Records of labeled points
§

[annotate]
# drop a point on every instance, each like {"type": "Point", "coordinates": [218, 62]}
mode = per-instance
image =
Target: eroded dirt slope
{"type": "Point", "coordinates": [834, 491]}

§

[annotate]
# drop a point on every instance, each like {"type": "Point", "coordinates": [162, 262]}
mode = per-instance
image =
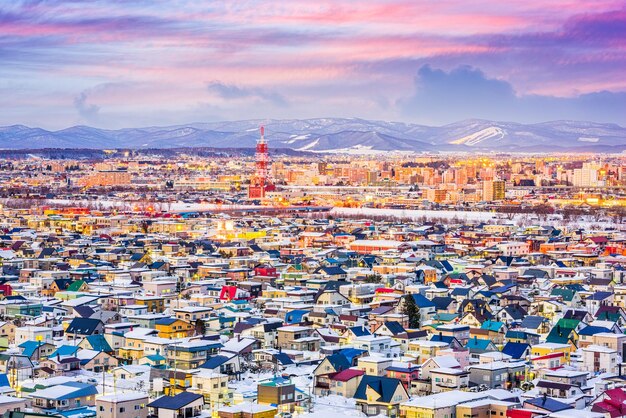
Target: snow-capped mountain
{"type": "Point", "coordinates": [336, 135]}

§

Identify each line in the items that contains the word "Target" and copy all of those lines in full.

Target: eroded dirt slope
Target: snow-capped mountain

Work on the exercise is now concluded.